___ SUPPLIED INFORMATION ___
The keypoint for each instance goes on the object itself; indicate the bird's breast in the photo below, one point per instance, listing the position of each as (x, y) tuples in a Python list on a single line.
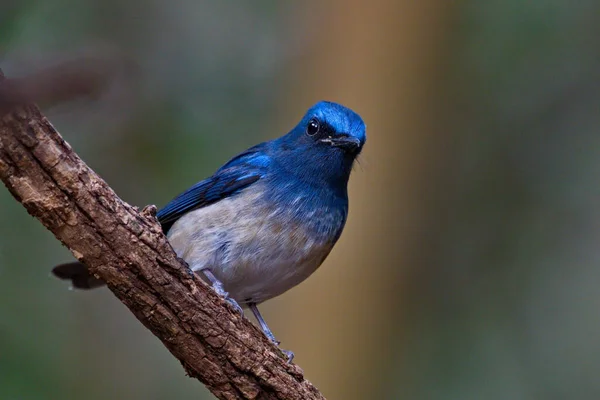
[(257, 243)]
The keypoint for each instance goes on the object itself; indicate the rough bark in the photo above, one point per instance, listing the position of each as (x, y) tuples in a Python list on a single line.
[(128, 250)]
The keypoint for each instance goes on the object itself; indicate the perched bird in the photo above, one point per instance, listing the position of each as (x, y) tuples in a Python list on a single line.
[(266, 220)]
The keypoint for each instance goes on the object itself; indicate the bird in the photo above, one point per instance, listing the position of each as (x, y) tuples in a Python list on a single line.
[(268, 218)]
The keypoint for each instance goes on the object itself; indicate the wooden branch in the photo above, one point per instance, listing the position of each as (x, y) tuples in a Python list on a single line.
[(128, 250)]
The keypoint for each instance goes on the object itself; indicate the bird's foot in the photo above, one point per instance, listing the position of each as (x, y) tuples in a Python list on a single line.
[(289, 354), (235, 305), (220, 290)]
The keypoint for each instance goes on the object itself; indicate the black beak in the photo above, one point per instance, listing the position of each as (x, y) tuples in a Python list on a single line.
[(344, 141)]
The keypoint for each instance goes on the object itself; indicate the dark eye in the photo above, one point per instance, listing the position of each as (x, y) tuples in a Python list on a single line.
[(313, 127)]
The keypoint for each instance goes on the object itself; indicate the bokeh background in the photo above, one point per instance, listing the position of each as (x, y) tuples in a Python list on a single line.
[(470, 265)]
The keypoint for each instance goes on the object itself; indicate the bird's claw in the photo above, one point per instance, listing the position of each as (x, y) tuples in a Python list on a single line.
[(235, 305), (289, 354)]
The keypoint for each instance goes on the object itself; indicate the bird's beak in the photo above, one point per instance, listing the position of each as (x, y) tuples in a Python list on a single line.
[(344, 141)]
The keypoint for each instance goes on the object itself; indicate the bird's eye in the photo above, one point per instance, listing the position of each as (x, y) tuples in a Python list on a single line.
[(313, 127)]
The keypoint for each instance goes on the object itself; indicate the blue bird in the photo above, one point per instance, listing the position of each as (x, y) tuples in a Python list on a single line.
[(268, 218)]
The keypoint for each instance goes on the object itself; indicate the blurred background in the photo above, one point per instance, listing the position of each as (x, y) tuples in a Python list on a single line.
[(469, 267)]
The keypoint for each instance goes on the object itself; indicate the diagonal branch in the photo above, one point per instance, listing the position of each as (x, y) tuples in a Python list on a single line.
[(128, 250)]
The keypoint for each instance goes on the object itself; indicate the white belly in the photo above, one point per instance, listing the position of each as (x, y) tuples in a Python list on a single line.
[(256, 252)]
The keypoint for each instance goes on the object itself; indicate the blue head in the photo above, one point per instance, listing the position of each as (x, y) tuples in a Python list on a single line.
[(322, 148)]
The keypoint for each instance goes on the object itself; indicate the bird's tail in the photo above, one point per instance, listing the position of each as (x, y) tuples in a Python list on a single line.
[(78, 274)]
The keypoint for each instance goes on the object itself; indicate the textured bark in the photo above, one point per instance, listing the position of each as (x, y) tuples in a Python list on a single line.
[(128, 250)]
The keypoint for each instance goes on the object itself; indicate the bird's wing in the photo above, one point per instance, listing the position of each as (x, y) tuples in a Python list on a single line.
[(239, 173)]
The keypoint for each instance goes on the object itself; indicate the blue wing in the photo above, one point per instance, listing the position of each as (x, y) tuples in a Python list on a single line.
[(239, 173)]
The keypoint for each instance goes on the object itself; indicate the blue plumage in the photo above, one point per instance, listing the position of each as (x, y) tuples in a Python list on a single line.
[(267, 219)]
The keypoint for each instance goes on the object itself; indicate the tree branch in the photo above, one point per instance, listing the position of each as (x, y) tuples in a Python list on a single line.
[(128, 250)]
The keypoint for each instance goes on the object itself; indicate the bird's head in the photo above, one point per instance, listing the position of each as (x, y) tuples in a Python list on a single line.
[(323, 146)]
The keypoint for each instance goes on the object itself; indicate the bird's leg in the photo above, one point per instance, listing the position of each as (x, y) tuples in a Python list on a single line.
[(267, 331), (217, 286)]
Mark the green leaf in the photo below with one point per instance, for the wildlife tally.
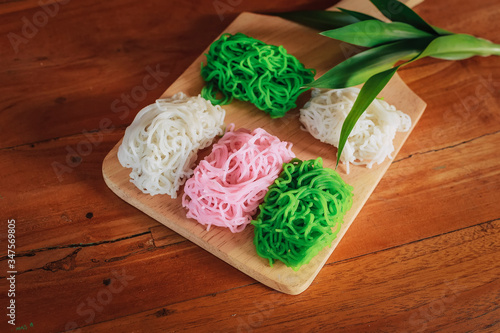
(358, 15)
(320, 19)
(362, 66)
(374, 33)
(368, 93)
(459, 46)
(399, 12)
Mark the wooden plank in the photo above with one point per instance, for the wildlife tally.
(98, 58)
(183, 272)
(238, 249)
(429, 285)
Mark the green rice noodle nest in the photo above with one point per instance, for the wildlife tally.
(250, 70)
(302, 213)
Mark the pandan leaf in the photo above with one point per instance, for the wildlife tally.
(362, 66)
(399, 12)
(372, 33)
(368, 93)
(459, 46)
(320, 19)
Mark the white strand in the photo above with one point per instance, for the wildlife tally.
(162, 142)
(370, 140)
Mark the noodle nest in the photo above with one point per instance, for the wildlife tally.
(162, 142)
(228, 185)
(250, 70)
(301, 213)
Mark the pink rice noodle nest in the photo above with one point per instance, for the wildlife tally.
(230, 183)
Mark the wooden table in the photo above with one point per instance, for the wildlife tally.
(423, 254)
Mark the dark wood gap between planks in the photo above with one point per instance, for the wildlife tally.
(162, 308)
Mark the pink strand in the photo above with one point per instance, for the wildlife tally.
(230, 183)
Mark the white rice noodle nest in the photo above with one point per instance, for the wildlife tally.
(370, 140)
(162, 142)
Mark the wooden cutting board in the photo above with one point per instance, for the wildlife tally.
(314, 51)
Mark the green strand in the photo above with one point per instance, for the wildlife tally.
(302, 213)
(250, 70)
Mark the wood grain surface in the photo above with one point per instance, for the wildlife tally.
___
• **TASK TO COMPLETE**: Could you output all the rows above as a numbered list, leaving out blank lines and the pictures?

• **ANSWER TO THE EXERCISE**:
1. The keypoint for each instance goes on the object itself; indicate the bird's breast in the photo below, one point per instance, listing the position of each as (x, y) tuples in a Python list on a single line.
2. [(257, 243)]
3. The keypoint for each instance goes on the object itself; indicate the rough bark in the photo above, one point per instance, listing the position of each as (x, y) tuples in a Python list on a single line.
4. [(128, 250)]
5. The keypoint for each instance goes on the object itself; indicate the perched bird in the photo above, one point per instance, listing the position of each as (x, y) tuples in a Python list on a single line.
6. [(266, 220)]
7. The keypoint for each instance goes on the object itself; indicate the bird in the photo above, one point per instance, listing the position of each as (x, y) tuples in a Python list on a single line.
8. [(268, 218)]
9. The keypoint for each instance goes on the object itself; indicate the wooden branch in the photo above, one point per instance, listing the position of each as (x, y) tuples in a Python list on a single line.
10. [(128, 250)]
11. The keypoint for each instance goes on the object itself; indicate the bird's foot in the photo above, one point per instance, listing the position of each as (x, y) tuples in a Python list on a single line.
12. [(289, 354), (235, 305), (220, 290)]
13. The keypoint for each instance goes on the object itself; indicate the black beak in the photo above, one point per instance, listing the position of each as (x, y) tuples in a Python list on a single line.
14. [(344, 141)]
15. The keypoint for each instance goes on the object itself; indicate the dark eye in the photo above, one point per instance, listing the position of each as (x, y) tuples in a Python list on a single line.
16. [(313, 127)]
17. The keypoint for each instance goes on the object itself; indicate the bokeh background in the photo above, one point per instance, listing the position of each as (x, y) tuples in a Python list on a single line.
18. [(470, 265)]
19. The keypoint for each instance goes on the object itself; indicate the bird's claw in the photo above, one point per instance, listing the position of each as (x, y) tuples in a Python list on a single line.
20. [(235, 305), (289, 354)]
21. The keypoint for each instance goes on the object itself; indicate the bird's beak in the photo above, one point per instance, listing the position of each as (x, y) tuples in a Python list on a single line.
22. [(344, 141)]
23. The keypoint for each instance goes on the object itself; indicate the bird's eye in the photo above, one point per instance, listing the position of each as (x, y) tuples in a Python list on a single line.
24. [(313, 127)]
25. The keypoint for each instance goes on the object itself; indicate the blue bird in the photo above, one point per instance, listing the position of each as (x, y) tuples in a Python list on a single line.
26. [(268, 218)]
27. The keypoint for each instance goes on the object itself; indicate the blurred background in the photo above, one point per instance, listing the position of each as (x, y) tuples in a Python list on a single line.
28. [(469, 267)]
29. The keypoint for each instance goes on the object itself; indicate the diagonal branch in the photo above, one point per instance, listing the position of each as (x, y) tuples in a Python list on a single line.
30. [(128, 250)]
31. The keypoint for each instance goes on the object itself; indicate the white belly in the photo above, one point per instance, listing the position of each as (x, y) tuples in a Python list on a single line.
32. [(256, 252)]
33. The keypoint for each instance goes on the object itself; indicate the blue head in the photo above, one point per instance, listing the position of each as (x, y) tuples in a Python list on a single line.
34. [(322, 148)]
35. The keypoint for each instance goes on the object itself; indicate the bird's tail in the photo above, one point per instance, listing the position of each as (x, y) tuples in a Python list on a single line.
36. [(78, 274)]
37. The keypoint for each instance goes on the object itself; indicate the textured bark in the photo above, one point per instance, listing the position of each as (x, y) tuples in a Python list on a single line.
38. [(128, 250)]
39. The keypoint for each instance goes on the object itself; indicate the bird's wing in the photo above, one point per instance, listing the position of each as (x, y) tuples in a Python list on a single line.
40. [(239, 173)]
41. The keypoint for each instance goes on the object itself; indicate the blue wing in the photo above, one point per instance, listing the position of each as (x, y) tuples in a Python list on a single line.
42. [(239, 173)]
43. The keypoint for each instance goes on the object itself; indicate the blue plumage in the photo above, one point per instance, listing the position of each as (x, y) tuples in a Python list on a single line.
44. [(267, 219)]
45. The keypoint for each instance goes on the object itself; indicate the tree branch in the photo above, one point per instance, listing the position of each as (x, y) tuples in a Python list on a single line.
46. [(128, 250)]
47. The keypoint for each instance goes on the object itself; indicate the bird's head in the photo above, one point per instance, listing the position of each as (x, y) tuples in a Python list on a single line.
48. [(323, 146)]
49. The keypoint for each instance goes on the object itself; indicate the bird's leg in the photo above, one point per instance, listing the position of each as (x, y) tuples in a Python list on a single line.
50. [(267, 331), (217, 286)]
51. Mark the green leaf in the photo below with one point per instance, for the wildlife tally.
52. (358, 15)
53. (320, 19)
54. (362, 66)
55. (374, 33)
56. (368, 93)
57. (459, 46)
58. (399, 12)
59. Mark the wooden plank in the photo above with one point per instance, for the wildlife tally.
60. (98, 58)
61. (183, 272)
62. (238, 249)
63. (429, 285)
64. Mark the green rice noodle nest in the photo above with one point per instance, for the wildlife tally.
65. (250, 70)
66. (302, 213)
67. Mark the pandan leaf in the photo above with one point per instance, for the wildlife tally.
68. (362, 66)
69. (399, 12)
70. (372, 33)
71. (368, 93)
72. (459, 46)
73. (320, 19)
74. Mark the white strand in the photo above with one point per instance, for the wildlife tally.
75. (162, 142)
76. (370, 140)
77. Mark the noodle nest in the photo above with one point per instance, for the wildlife tally.
78. (162, 142)
79. (228, 185)
80. (250, 70)
81. (301, 213)
82. Mark the pink rice noodle nest in the photo above with one point per instance, for the wildlife tally.
83. (230, 183)
84. Mark the wooden table in the photo above with one point per instance, for the wildlife tally.
85. (423, 254)
86. Mark the dark wood gap between planks in the photo above with one point per instance, for the wildlife tally.
87. (162, 308)
88. Mark the pink strand in the photo above with one point per instance, for the wildlife tally.
89. (230, 183)
90. Mark the white rice noodle nest in the photo above with one point per instance, for the wildlife tally.
91. (370, 140)
92. (162, 142)
93. Mark the wooden cutting board in the photo above with one point per instance, for the wildlife tally.
94. (314, 51)
95. Mark the green strand in the photo above with one point per instance, for the wildlife tally.
96. (302, 213)
97. (250, 70)
98. Mark the wood grain surface in the photo above with one point per instance, for the wildlife tally.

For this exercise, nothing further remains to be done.